● **Task to complete**
Retype the tail of the data exactly, starting at the line containing "formatted like [250,88]." and stopping at the last line.

────────

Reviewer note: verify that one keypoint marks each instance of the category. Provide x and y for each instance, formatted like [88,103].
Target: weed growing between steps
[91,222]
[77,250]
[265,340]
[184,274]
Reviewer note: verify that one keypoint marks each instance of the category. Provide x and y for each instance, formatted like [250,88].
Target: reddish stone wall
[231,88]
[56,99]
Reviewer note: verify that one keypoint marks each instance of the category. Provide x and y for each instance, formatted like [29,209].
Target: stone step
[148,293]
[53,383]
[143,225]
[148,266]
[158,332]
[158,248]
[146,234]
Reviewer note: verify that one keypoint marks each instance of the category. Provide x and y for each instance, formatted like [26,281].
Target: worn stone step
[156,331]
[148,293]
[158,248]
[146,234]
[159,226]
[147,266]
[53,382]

────────

● **Correct answer**
Reviewer note: verify that one keypoint marks each instance of the category. Provide x and y for each instance, formatted like [250,88].
Target: reddish stone wall
[231,88]
[56,99]
Reviewer note: verify that one keypoint marks each instance of the category. Provide x and y for each instance, formatted like [29,209].
Target: stone step
[148,293]
[53,383]
[143,225]
[148,266]
[158,332]
[158,248]
[146,234]
Reviewer note: verify that one keypoint marks each instance of the category. Provide x and y for each instance, formatted like [26,281].
Target: worn stone step
[156,331]
[148,293]
[158,248]
[146,234]
[159,226]
[147,266]
[53,382]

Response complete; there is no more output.